— Input —
»»

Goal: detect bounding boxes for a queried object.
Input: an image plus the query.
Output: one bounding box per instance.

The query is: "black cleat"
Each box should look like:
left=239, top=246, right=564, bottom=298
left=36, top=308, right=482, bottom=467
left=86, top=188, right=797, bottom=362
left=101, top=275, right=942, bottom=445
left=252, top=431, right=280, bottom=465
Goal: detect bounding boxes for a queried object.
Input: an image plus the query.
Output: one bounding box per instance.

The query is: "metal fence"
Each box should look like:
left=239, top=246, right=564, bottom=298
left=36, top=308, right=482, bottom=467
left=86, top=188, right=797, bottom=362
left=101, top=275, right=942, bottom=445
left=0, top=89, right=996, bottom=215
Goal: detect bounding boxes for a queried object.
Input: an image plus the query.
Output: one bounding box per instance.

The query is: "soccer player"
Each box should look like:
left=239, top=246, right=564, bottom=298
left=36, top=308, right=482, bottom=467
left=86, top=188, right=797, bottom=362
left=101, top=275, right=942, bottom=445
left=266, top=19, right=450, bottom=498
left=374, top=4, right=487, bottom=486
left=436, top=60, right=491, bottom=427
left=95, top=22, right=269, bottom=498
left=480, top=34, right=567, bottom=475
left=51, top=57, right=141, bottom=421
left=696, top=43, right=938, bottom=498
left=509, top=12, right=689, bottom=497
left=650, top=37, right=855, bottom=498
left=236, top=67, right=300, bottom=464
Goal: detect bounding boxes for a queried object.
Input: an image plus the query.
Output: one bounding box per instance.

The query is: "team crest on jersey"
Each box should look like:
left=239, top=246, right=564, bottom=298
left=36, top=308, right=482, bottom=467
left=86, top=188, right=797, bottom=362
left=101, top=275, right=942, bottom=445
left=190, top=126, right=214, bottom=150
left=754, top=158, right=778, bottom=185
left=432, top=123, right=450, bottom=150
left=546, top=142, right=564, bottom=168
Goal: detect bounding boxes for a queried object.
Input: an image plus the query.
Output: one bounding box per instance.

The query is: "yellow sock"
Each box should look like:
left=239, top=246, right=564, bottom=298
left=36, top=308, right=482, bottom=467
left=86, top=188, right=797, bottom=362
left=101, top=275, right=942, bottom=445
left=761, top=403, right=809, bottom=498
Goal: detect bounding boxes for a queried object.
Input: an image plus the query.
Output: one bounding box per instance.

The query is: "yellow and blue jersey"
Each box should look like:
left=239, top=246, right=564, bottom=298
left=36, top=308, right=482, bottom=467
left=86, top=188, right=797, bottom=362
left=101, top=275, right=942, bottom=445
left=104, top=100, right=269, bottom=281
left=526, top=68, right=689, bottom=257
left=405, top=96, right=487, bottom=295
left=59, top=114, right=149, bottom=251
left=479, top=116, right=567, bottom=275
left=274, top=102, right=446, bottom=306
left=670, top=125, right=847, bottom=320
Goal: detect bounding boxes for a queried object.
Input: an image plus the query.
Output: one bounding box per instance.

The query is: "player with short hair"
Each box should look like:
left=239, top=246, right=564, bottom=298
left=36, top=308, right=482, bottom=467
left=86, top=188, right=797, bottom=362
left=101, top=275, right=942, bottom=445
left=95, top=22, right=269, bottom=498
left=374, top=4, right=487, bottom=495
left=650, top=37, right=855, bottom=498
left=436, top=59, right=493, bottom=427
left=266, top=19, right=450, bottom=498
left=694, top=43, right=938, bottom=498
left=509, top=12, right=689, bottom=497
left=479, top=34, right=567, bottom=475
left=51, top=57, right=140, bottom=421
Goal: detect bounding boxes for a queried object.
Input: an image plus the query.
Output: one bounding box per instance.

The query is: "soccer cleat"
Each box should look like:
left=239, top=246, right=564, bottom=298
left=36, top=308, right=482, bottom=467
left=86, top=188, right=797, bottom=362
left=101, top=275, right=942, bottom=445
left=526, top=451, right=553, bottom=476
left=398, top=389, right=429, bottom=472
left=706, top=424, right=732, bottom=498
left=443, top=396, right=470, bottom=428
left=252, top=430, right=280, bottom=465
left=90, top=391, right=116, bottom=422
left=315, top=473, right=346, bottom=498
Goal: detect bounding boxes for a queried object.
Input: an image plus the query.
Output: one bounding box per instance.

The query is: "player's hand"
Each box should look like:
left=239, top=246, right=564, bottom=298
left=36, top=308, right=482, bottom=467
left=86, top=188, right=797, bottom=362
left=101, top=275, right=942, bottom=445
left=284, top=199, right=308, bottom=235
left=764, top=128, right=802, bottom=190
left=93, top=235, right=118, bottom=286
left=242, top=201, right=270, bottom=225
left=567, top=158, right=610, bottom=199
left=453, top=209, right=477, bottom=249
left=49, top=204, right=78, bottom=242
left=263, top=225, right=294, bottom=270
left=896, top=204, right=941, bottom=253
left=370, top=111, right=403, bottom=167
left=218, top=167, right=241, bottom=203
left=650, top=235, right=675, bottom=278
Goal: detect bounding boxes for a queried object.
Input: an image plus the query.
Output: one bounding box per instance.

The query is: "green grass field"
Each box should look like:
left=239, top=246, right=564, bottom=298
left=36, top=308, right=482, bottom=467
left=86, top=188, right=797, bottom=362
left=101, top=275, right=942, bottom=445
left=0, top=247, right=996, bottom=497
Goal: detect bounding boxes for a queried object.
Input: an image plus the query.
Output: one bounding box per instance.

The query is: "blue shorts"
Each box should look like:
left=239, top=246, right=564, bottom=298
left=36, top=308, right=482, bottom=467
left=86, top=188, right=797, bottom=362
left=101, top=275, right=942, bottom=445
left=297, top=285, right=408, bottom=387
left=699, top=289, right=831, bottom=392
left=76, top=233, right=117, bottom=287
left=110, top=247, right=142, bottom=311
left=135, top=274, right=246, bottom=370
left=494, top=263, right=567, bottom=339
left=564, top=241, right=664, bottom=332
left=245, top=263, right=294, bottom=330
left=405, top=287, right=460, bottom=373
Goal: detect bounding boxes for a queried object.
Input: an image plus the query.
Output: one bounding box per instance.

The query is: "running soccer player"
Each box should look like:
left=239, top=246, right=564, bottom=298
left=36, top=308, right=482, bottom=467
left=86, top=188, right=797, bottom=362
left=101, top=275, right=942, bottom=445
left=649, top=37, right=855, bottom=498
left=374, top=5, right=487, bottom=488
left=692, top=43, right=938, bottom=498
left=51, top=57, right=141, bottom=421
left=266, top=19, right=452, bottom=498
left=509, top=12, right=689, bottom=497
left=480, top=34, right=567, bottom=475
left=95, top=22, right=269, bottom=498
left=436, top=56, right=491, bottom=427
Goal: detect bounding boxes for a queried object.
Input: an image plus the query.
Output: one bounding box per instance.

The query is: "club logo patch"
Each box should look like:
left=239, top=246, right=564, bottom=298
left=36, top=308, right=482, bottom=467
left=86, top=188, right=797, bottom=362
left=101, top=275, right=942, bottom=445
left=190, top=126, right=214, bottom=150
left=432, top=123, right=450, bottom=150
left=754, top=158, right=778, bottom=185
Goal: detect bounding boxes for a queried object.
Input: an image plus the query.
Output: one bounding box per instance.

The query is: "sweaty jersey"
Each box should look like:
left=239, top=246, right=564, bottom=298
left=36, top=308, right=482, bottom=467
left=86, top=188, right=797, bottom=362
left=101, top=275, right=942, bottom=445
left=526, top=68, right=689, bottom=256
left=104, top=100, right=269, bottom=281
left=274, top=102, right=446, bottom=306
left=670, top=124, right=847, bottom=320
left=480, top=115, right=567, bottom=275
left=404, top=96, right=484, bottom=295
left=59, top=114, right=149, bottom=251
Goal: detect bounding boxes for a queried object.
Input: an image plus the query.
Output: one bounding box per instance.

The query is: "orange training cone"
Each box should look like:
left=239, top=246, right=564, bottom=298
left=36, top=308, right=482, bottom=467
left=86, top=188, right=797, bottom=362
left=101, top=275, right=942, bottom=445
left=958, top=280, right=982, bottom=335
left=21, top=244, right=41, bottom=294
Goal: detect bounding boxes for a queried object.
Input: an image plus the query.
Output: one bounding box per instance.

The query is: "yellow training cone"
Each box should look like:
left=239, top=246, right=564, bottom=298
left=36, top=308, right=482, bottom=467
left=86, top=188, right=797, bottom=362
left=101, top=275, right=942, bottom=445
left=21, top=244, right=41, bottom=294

««

— Task directions —
Return the lines above verbatim, from the very first one through the line containing "left=252, top=431, right=280, bottom=465", including both of those lines.

— Task answer —
Goal: detect bounding boxes for a queried object.
Input: an image plus the query.
Output: one bounding box per instance.

The query is: "black cleat"
Each box should look like:
left=239, top=246, right=564, bottom=298
left=36, top=308, right=482, bottom=467
left=86, top=188, right=797, bottom=362
left=101, top=275, right=942, bottom=445
left=252, top=431, right=280, bottom=465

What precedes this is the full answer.